Give back every record exactly as it reads.
The data: Begin
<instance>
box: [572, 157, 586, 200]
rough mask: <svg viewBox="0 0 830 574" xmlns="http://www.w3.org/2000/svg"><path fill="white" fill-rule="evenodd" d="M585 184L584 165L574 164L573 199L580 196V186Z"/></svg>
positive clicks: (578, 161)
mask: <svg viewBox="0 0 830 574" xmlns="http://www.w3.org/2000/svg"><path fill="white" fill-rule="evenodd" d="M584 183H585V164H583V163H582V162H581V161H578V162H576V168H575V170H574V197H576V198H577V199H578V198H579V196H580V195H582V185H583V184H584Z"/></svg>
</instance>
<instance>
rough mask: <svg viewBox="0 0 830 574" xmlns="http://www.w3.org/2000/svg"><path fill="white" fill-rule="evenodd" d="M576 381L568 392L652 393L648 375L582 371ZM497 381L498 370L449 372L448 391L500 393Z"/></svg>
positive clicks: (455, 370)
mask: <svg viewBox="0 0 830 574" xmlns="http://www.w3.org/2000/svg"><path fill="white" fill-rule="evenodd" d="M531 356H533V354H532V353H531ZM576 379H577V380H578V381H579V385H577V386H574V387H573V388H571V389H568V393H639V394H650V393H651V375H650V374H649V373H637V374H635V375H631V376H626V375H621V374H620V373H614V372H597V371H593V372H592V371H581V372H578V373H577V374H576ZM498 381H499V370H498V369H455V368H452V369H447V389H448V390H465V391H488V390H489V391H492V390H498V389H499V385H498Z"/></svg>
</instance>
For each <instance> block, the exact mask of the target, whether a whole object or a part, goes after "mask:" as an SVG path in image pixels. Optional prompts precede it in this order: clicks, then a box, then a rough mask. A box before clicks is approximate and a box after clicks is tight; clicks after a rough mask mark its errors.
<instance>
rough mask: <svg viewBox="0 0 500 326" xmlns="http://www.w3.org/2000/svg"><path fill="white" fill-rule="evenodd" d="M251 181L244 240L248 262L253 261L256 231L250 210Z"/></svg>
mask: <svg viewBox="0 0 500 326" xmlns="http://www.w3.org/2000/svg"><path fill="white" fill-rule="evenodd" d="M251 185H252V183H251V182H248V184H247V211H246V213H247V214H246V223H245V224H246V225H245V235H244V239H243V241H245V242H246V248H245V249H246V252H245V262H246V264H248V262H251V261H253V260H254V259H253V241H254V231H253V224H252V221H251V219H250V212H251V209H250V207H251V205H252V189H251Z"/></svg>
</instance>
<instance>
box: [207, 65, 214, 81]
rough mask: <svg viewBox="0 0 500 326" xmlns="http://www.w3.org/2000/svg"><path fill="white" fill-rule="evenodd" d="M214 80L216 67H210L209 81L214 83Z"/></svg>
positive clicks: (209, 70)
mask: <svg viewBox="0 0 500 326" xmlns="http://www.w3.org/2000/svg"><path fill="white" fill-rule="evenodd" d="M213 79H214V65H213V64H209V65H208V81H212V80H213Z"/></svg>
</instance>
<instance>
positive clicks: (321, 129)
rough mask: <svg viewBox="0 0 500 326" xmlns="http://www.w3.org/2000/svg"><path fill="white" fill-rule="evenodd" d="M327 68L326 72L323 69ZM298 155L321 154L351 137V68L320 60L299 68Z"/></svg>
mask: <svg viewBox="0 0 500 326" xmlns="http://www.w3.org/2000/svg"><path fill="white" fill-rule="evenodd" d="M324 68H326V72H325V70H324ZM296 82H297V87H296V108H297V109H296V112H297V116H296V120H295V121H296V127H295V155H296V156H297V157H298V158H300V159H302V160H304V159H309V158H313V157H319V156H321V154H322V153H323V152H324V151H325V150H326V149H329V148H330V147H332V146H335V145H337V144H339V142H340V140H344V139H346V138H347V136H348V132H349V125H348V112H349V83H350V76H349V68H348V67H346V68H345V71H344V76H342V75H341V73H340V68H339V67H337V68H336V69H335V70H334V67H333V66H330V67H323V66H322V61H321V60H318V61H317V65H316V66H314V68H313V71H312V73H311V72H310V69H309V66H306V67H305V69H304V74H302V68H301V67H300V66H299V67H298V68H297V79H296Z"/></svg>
The data: End
- **Answer for the task**
<instance>
box: [572, 157, 586, 200]
rough mask: <svg viewBox="0 0 830 574" xmlns="http://www.w3.org/2000/svg"><path fill="white" fill-rule="evenodd" d="M585 184L584 165L574 164L573 199L580 196V186Z"/></svg>
positive clicks: (578, 161)
mask: <svg viewBox="0 0 830 574" xmlns="http://www.w3.org/2000/svg"><path fill="white" fill-rule="evenodd" d="M584 183H585V164H583V163H582V162H581V161H578V162H576V168H575V170H574V197H576V198H577V199H578V198H579V196H580V195H582V185H583V184H584Z"/></svg>
</instance>
<instance>
rough mask: <svg viewBox="0 0 830 574" xmlns="http://www.w3.org/2000/svg"><path fill="white" fill-rule="evenodd" d="M576 381L568 392L652 393L648 375L582 371ZM497 381L498 370L449 372L448 391L500 393Z"/></svg>
positive clicks: (455, 370)
mask: <svg viewBox="0 0 830 574" xmlns="http://www.w3.org/2000/svg"><path fill="white" fill-rule="evenodd" d="M531 356H533V354H532V353H531ZM576 379H577V380H578V381H579V385H577V386H574V387H573V388H571V389H568V393H639V394H650V393H651V375H650V374H649V373H637V374H635V375H631V376H626V375H621V374H620V373H614V372H597V371H593V372H592V371H581V372H578V373H577V374H576ZM498 381H499V370H498V369H455V368H452V369H447V389H448V390H465V391H488V390H489V391H492V390H498V389H499V385H498Z"/></svg>
</instance>
For each <instance> block, the exact mask of the target, whether a whole object or a part, goes after "mask:" as an SVG path in image pixels. Optional prompts precede it in this order: clicks, then a box, then a rough mask. A box before clicks is approximate and a box after clicks is tight; clicks after a rough mask mark its errors.
<instance>
rough mask: <svg viewBox="0 0 500 326" xmlns="http://www.w3.org/2000/svg"><path fill="white" fill-rule="evenodd" d="M251 181L244 240L248 262L253 261L256 231L250 210Z"/></svg>
mask: <svg viewBox="0 0 500 326" xmlns="http://www.w3.org/2000/svg"><path fill="white" fill-rule="evenodd" d="M251 185H252V183H251V182H248V184H247V211H246V213H247V214H246V223H245V224H246V225H245V235H244V239H243V241H245V242H246V248H245V249H246V252H245V262H246V264H248V262H251V261H253V260H254V259H253V241H254V231H253V224H252V221H251V219H250V212H251V209H250V207H251V205H252V189H251Z"/></svg>
</instance>
<instance>
box: [207, 65, 214, 81]
rough mask: <svg viewBox="0 0 500 326" xmlns="http://www.w3.org/2000/svg"><path fill="white" fill-rule="evenodd" d="M214 80L216 67H210L209 81L214 83Z"/></svg>
positive clicks: (209, 70)
mask: <svg viewBox="0 0 500 326" xmlns="http://www.w3.org/2000/svg"><path fill="white" fill-rule="evenodd" d="M213 79H214V65H213V64H209V65H208V81H212V80H213Z"/></svg>
</instance>
<instance>
positive clicks: (321, 129)
rough mask: <svg viewBox="0 0 500 326" xmlns="http://www.w3.org/2000/svg"><path fill="white" fill-rule="evenodd" d="M327 68L326 72L323 69ZM298 155L321 154L351 137V68L320 60L299 68Z"/></svg>
mask: <svg viewBox="0 0 500 326" xmlns="http://www.w3.org/2000/svg"><path fill="white" fill-rule="evenodd" d="M324 68H326V72H325V70H324ZM296 82H297V87H296V108H297V109H296V112H297V116H296V120H295V121H296V127H295V155H296V156H297V157H298V158H300V159H302V160H304V159H309V158H313V157H319V156H321V154H322V153H323V152H324V151H325V150H326V149H329V148H330V147H332V146H335V145H337V144H339V142H340V140H344V139H346V138H347V136H348V132H349V125H348V112H349V83H350V76H349V68H348V67H346V68H345V71H344V76H342V75H341V73H340V68H339V67H337V68H336V69H335V70H334V67H333V66H330V67H323V66H322V61H321V60H318V61H317V65H316V66H314V68H313V71H312V73H311V72H310V69H309V66H306V67H305V69H304V74H302V68H301V67H300V66H299V67H298V68H297V79H296Z"/></svg>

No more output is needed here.